WHAT THE TASK ASKS » Transcribe all the records with complete accuracy.

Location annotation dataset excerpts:
####
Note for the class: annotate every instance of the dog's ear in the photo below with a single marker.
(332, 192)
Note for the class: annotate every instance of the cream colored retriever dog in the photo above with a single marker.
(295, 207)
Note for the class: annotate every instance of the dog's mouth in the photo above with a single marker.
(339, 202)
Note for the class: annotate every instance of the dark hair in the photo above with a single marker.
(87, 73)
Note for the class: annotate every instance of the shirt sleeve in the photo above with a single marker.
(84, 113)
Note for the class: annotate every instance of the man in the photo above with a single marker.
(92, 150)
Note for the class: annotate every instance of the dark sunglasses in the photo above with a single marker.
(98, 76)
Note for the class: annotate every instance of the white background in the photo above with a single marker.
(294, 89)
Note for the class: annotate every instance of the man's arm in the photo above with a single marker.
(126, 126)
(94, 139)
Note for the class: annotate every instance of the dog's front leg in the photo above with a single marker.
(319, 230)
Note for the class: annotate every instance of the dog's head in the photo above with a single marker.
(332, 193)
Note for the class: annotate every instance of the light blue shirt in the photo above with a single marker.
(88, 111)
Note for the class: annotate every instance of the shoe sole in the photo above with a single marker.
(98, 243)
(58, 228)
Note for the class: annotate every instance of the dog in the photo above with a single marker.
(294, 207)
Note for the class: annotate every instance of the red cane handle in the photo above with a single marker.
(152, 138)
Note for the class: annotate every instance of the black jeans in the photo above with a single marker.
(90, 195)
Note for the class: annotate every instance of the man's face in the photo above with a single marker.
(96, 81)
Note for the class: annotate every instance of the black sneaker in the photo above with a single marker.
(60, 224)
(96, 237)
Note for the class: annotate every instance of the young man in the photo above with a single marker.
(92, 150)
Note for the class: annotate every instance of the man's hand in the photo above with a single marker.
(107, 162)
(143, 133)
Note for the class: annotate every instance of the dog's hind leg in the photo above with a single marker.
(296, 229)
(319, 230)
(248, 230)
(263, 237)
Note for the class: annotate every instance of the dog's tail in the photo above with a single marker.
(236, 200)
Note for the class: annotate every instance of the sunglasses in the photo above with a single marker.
####
RESULT OF THE TASK »
Note for the class: annotate every instance of the dog's ear in the photo below with a single marker.
(332, 192)
Note for the class: annotate every instance of the cream colored retriever dog in the photo above with a single marker.
(295, 207)
Note for the class: annotate every instance of the dog's mouth in the photo above with a single marker.
(339, 202)
Note for the class: annotate every instance of the dark hair in the photo above with a single marker.
(87, 73)
Note for the class: annotate every instance of the shirt sleeve in the photo above with a single marker.
(84, 113)
Note for the class: annotate every instance of the man in the photo above with a single marker.
(92, 150)
Note for the class: annotate every instance of the dark sunglasses in the photo above with a single marker.
(98, 76)
Note for the class: annotate every instance of the white background in the photo above with a single marker.
(294, 89)
Note for the class: annotate every instance of the man's arm in the photo above with a single marker.
(126, 126)
(94, 139)
Note for the class: annotate every instance of the dog's front leg in the photo above with a single marker.
(319, 230)
Note for the class: annotate every instance of the dog's head in the photo above with a single marker.
(332, 193)
Note for the class: annotate every instance of the light blue shirt in the photo above with a single marker.
(88, 111)
Note for the class: annotate every instance of the shoe sole in the photo above with a single marker.
(98, 243)
(58, 228)
Note for the class: annotate every instance of the dog in the photo above with a single marker.
(294, 207)
Note for the class: annotate every instance of the red cane handle in the photo above with a single marker.
(152, 138)
Note for the class: annotate every instance of the black jeans in the photo above with a single marker.
(90, 195)
Note for the class: annotate every instance of the man's face in the photo above with a single marker.
(96, 81)
Note for the class: annotate every instance of the black sneaker in the photo above with a single marker.
(60, 224)
(96, 237)
Note for the class: annotate every instance of the young man in the photo above with a single marker.
(92, 150)
Note for the class: annotate every instance of the man's hand in the photo above with a single marker.
(107, 162)
(143, 133)
Note for the class: annotate every instance of the dog's hind leg in the photo above with a single marker.
(296, 229)
(319, 230)
(248, 230)
(263, 237)
Note for the class: annotate every instance of the dog's tail in the photo above with a single marker.
(236, 200)
Note for the class: annotate every instance of the sunglasses in the photo above with a single marker.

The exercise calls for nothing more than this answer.